EXERCISE DESCRIPTION:
Print the whole listing again, exactly as it stands.

STORED DATA:
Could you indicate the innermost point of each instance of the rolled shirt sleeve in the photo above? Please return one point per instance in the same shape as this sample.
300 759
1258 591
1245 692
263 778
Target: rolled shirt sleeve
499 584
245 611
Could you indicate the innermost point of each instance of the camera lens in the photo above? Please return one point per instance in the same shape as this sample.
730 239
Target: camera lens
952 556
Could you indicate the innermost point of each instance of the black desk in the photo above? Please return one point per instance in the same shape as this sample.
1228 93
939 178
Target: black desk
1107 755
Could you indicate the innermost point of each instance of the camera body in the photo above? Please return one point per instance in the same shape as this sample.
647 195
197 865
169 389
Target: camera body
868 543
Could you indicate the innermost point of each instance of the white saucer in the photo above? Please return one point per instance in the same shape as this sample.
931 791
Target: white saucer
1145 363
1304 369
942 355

TASK RESULT:
Could you indicate the innermost point of each instance of the rolled shirt sleeve in the photo above? Please return one point per instance in the same shape as this sample.
300 759
1258 591
1245 692
263 778
Target: rolled shirt sleeve
499 584
245 611
Could you indicate the innermost point of each instance of the camera lens in the photo above? Please return one point per instance in the same shape as this sample.
730 239
Target: camera lens
952 556
Could you indicate the innermost point of each instance of the black desk in the photo above? Please return one point per instance in the same shape as this sample.
1228 93
939 178
Target: black desk
1107 755
Could you indicate the innermost point of each instance of the camera body in the photo above? Please return one point per instance in the same shape as this sample.
647 195
197 865
169 389
Target: camera body
868 543
Could you indicate the innermost point of each instance of the white saucer in the photo above? Please return one point per instance in the same shape as this sample.
931 791
Target: white saucer
1145 363
1304 369
942 355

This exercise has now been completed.